Cosa farai:
A. Ricopia il brano sulla scuola nel campo di Kabul partendo da "Lucia Capuzzi, inviata" e arrivando fino a "Tamanì di Kabul.", e al posto di "pennarello" scrivi "gessetto".
B. Scrivi il seguito del brano sulla scuola nel campo profughi di Kabul, riprendendo dopo la sua ultima frase.

Lucia Capuzzi, inviata a Kabul domenica 4 settembre 2022

Mohammed Arif disegna un’asta verticale con il pennarello. «Alef», dice e i bambini ripetono all’unisono: «Alef». È la prima lettera dell’alfabeto “dari”, lingua ufficiale dell’Afghanistan, molto simile al persiano parlato nel vicino Iran. I corsi sono cominciati da poco e l’insegnante vuole essere certo che abbiano compreso i fondamenti prima di andare avanti. Sul tappeto, trentacinque allievi dai 9 ai 14 anni cercano di riprodurre il segno sul quaderno. Lo tengono con soggezione, quasi avessero paura di imbrattarlo. È nuovo, come il resto del materiale: sussidiario, matita, gomma e temperino, dono della scuola. Sono oggetti preziosi per i ragazzini di Sharak e-Police, campo informale nel quartiere Tamanì di Kabul.

Là abitano, da oltre un decennio, novecento famiglie in fuga da un conflitto che va avanti da più di quarant’anni. Negli ultimi venti, le forze della Repubblica e gli alleati occidentali hanno combattuto contro i ribelli taleban. Dai fronti caldi – Sud ed Est, in particolare – milioni di donne, uomini e bambini, al ritmo di 370mila l’anno, hanno cercato salvezza nei centri urbani meno esposti. Primo fra tutti, Kabul, dove si contano una settantina di insediamenti di emergenza. Sterrati dove i profughi hanno tirato su con le loro mani alloggi di fortuna, scavato pozzi artigianali, improvvisato sentieri. Un anno fa, gli ex insorti hanno conquistato il palazzo presidenziale e instaurato il nuovo Emirato, versione attualizzata del regime ultrafondamentalista degli anni Novanta. La guerra formalmente è finita. Gli sfollati, in maggioranza, però, non sono rientrati nelle loro case perché queste ultime non ci sono più. Anzi, il tracollo economico seguito al ritorno dei taleban al potere ha portato a Kabul altri disperati attirati dal miraggio di un impiego. La gran parte degli uomini finisce a raccogliere i rifiuti, le donne e i bambini a vendere uova e gomme per strada e a chiedere l’elemosina. Quasi tutti gli allievi di Mohammed Arif mendicano per far sopravvivere sé stessi e le famiglie. Non hanno il tempo né il denaro per uniforme e attrezzatura necessario per frequentare la scuola pubblica che, oltretutto, fa di tutto per scoraggiarne la partecipazione. Grazie ai corsi gratuiti appena aperti dal Servizio gesuita per i rifugiati (Jrs) direttamente nel campo, ora, però, i ragazzini di Sharal e-Police hanno la possibilità di ricevere un’istruzione. Per tanti è la prima volta.

Contenuto dei record:
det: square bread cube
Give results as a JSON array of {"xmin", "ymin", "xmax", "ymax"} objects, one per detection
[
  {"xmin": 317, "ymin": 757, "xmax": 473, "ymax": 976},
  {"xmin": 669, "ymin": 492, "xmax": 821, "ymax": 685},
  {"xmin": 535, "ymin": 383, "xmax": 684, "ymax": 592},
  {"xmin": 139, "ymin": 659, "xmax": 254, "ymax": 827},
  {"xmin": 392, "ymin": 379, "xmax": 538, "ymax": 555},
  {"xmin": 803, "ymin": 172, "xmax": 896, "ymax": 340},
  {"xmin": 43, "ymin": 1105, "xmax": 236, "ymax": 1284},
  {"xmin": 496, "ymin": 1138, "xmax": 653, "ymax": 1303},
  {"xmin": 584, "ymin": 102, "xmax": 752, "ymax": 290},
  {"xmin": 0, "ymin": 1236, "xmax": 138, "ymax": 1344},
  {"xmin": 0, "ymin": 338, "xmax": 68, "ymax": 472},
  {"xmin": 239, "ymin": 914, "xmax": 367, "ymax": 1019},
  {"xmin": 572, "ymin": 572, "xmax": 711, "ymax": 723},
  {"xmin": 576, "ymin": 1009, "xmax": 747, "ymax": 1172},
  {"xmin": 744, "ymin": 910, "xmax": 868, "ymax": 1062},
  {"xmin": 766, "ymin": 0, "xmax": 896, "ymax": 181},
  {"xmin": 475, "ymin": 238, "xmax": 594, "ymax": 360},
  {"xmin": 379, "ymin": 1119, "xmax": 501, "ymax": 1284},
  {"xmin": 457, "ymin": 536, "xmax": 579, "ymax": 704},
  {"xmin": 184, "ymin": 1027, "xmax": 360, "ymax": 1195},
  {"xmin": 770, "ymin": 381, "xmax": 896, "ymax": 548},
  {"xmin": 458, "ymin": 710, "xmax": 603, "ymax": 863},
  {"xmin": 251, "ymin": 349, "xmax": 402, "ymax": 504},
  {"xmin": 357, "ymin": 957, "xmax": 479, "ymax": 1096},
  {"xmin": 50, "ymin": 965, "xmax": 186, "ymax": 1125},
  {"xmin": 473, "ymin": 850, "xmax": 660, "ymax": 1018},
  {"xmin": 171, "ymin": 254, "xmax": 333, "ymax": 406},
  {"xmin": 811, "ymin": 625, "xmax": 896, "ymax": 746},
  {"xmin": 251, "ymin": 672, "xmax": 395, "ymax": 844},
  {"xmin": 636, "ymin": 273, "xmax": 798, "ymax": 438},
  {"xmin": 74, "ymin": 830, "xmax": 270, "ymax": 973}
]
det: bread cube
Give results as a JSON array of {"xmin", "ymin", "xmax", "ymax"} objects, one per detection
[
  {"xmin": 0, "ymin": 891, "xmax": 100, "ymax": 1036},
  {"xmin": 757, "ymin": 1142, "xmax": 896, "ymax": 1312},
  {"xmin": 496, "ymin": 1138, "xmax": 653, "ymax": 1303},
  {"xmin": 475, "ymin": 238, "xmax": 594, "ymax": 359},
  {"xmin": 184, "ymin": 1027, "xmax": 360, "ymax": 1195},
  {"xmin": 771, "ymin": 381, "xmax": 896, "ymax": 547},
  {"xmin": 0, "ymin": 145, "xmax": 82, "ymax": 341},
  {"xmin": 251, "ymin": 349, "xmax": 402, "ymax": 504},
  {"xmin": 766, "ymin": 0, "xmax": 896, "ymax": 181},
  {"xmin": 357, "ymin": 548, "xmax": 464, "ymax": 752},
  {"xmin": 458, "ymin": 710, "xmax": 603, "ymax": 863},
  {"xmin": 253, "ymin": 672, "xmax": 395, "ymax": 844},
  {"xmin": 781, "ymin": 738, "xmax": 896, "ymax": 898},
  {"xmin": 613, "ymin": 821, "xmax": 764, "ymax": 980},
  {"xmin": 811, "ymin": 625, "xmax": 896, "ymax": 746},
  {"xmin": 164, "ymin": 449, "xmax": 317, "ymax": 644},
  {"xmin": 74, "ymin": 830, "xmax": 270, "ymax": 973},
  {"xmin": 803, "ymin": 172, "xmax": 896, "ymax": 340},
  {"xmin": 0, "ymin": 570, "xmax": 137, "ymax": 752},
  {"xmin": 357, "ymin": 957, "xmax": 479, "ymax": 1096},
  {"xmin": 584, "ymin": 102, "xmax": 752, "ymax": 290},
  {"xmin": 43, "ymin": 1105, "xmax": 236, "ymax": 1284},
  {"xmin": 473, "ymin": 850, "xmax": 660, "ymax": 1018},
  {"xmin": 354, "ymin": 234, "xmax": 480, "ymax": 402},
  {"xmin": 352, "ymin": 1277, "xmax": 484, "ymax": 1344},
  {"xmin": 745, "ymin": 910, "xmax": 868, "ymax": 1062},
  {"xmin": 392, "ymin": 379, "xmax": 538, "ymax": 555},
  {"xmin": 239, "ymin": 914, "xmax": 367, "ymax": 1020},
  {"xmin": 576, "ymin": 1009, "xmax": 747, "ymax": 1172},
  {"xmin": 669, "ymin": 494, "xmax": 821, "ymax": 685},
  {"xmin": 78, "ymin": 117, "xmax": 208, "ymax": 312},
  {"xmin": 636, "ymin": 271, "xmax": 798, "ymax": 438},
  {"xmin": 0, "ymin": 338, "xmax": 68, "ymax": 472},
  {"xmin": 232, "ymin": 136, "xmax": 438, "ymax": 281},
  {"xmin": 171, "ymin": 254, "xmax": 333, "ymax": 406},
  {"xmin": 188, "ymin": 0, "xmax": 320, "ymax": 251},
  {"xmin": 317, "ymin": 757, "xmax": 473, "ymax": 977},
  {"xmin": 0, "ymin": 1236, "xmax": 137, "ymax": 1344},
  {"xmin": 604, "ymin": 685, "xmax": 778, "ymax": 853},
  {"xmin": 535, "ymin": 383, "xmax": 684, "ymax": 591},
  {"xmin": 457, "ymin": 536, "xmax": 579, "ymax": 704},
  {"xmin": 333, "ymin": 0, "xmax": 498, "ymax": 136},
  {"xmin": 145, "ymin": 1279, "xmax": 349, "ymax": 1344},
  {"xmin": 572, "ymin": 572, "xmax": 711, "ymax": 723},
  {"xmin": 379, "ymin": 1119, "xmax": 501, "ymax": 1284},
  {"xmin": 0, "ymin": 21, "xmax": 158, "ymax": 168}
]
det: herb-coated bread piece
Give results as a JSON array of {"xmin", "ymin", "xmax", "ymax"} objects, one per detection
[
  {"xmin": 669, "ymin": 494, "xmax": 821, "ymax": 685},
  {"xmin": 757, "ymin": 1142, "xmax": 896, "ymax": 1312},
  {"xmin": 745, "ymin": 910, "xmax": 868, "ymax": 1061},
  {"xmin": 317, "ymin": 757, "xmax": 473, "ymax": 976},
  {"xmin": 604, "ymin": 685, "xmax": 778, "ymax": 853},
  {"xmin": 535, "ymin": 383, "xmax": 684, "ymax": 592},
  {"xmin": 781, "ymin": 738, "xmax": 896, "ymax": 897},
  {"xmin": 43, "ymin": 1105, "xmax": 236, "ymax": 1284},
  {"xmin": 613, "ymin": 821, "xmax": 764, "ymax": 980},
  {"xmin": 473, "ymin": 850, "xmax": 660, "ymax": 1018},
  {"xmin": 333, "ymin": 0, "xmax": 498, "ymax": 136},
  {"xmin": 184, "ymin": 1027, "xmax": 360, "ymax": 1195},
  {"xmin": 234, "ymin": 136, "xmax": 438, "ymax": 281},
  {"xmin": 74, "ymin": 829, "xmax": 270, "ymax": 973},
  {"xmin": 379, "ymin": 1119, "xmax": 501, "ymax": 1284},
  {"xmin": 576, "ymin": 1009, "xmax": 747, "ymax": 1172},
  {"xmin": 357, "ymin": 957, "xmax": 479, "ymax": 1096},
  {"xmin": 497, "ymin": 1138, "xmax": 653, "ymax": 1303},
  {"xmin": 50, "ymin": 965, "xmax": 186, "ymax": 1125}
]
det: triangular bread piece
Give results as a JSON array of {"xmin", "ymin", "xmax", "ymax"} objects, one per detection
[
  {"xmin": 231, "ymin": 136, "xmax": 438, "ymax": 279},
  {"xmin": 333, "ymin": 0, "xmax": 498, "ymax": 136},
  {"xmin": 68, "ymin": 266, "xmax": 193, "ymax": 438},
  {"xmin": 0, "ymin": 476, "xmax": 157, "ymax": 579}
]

---

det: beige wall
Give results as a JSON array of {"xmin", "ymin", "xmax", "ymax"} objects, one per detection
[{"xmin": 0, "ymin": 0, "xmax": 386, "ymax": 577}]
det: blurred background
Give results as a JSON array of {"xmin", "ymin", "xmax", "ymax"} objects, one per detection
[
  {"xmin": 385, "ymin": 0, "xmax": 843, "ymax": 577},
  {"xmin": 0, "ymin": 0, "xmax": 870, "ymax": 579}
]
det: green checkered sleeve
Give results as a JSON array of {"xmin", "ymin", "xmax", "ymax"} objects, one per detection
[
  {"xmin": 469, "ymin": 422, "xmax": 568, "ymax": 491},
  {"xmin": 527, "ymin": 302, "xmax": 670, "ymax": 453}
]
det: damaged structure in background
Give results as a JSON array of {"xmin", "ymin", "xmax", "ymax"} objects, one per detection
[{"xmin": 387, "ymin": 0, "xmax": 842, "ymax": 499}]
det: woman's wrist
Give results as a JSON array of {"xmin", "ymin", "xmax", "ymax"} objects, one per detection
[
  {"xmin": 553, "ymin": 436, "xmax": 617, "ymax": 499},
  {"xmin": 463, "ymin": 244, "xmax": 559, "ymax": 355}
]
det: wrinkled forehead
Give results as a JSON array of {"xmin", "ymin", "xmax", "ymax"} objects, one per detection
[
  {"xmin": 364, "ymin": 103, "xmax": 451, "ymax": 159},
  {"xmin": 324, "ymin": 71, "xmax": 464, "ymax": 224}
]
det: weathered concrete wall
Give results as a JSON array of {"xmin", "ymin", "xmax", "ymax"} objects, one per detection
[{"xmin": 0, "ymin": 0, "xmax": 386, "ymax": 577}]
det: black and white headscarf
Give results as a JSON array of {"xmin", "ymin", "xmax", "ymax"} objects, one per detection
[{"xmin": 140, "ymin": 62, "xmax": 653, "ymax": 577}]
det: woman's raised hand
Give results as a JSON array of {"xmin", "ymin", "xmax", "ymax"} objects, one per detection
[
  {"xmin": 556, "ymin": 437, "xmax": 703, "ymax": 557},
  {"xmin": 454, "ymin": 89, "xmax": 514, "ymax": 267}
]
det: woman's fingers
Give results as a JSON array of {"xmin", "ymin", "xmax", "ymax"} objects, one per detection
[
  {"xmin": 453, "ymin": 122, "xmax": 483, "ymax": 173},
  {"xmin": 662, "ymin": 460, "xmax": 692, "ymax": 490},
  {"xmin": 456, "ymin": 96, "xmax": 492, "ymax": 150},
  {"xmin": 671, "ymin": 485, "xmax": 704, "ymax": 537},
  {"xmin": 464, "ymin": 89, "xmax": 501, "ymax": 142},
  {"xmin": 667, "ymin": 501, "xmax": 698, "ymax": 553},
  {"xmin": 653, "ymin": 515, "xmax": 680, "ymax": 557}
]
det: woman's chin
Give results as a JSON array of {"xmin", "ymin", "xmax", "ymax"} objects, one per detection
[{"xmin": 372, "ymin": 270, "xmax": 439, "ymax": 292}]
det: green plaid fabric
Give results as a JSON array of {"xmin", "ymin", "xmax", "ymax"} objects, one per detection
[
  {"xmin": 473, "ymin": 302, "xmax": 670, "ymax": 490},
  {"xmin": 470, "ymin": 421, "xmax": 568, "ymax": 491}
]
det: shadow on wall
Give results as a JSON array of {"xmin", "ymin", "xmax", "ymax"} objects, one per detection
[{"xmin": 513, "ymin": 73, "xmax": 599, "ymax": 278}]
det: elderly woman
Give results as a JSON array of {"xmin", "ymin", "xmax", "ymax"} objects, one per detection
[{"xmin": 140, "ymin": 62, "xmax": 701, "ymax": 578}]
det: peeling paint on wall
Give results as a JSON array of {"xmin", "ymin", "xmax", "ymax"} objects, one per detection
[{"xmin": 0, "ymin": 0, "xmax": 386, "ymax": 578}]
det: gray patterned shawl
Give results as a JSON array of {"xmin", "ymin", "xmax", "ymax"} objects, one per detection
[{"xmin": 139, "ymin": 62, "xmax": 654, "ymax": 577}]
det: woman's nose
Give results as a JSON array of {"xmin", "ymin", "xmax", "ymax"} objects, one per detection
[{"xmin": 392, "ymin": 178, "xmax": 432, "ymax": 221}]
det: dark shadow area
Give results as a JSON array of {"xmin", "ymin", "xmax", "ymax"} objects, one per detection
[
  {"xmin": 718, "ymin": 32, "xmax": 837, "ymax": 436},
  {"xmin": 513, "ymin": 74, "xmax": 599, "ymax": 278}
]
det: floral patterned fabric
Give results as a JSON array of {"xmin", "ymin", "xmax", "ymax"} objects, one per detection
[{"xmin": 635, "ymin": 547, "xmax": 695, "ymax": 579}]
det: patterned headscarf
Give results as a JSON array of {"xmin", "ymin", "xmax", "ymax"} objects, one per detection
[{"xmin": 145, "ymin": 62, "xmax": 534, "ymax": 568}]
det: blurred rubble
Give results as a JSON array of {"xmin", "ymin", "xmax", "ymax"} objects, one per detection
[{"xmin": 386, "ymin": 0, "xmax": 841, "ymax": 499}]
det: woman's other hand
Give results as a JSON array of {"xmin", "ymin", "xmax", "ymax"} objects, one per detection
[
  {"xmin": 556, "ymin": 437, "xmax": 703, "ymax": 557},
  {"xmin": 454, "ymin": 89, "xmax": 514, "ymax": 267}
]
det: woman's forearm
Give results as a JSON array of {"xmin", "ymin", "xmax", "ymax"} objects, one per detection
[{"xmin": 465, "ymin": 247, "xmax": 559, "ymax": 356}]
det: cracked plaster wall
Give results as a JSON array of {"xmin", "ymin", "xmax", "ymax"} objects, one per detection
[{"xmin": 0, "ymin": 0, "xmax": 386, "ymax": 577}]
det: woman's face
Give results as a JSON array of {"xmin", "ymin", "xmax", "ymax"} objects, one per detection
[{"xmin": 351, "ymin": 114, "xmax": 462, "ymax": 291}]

Risultati dell'esercizio:
A.
Lucia Capuzzi, inviata a Kabul domenica 4 settembre 2022

Mohammed Arif disegna un’asta verticale con il gessetto. «Alef», dice e i bambini ripetono all’unisono: «Alef». È la prima lettera dell’alfabeto “dari”, lingua ufficiale dell’Afghanistan, molto simile al persiano parlato nel vicino Iran. I corsi sono cominciati da poco e l’insegnante vuole essere certo che abbiano compreso i fondamenti prima di andare avanti. Sul tappeto, trentacinque allievi dai 9 ai 14 anni cercano di riprodurre il segno sul quaderno. Lo tengono con soggezione, quasi avessero paura di imbrattarlo. È nuovo, come il resto del materiale: sussidiario, matita, gomma e temperino, dono della scuola. Sono oggetti preziosi per i ragazzini di Sharak e-Police, campo informale nel quartiere Tamanì di Kabul.

B.
«Sì», rispondono in coro, senza esitazione alla domanda se siano contenti delle lezioni. «Se studio, potrò fare l’ingegnere e costruire una casa vera per la mia famiglia», dice Esan, 10 anni. Nell’aula a fianco c’è la classe delle bambine e, poi, quella delle adulte, avvolte in sciarpa e hijab (lungo soprabito). In realtà, fra loro ci sono anche alcune ragazzine lasciate a casa dal divieto dei taleban di proseguire l’istruzione dopo le elementari. «Abbiamo tantissime richieste e, purtroppo, non riusciamo ad accogliere tutti», racconta Sandesh Gonçalves, rientrato in Afghanistan negli ultimi mesi per coordinare la riapertura delle attività del Jrs. Fino a un anno fa, le l’organizzazione aveva uno staff di 350 persone. Molte di loro hanno lasciato dopo la proclamazione dell’Emirato. «Ora siamo una quarantina e tutti nuovi. Andiamo avanti un passo alla volta», aggiunge Sandesh. A Sharak e-Police, in quattrocento frequentano i corsi del Jrs. «Avevamo 350 posti ma abbiamo cercato di accogliere qualcuno in più. Lavoriamo, inoltre, anche nell’insediamento di Hewadvell, dove abitano 2.400 famiglie». In totale 840 allievi seguono le lezioni quotidiane di due ore, in turni a rotazione. «I corsi sono intensivi e sono basati su un programma speciale grazie al quale, dopo tre anni, i ragazzi possono inserirsi nel percorso scolastico», sottolinea Sandesh. Il Jesuit Worldwide learning ( Jwl), inoltre, in collaborazione con l’organizzazione New Horizon, garantisce l’accesso a un’educazione di qualità a 2.800 studenti e studentesse dei distretti più remoti di quattro province: Bamyan, Herat, Ghor e Daykundi.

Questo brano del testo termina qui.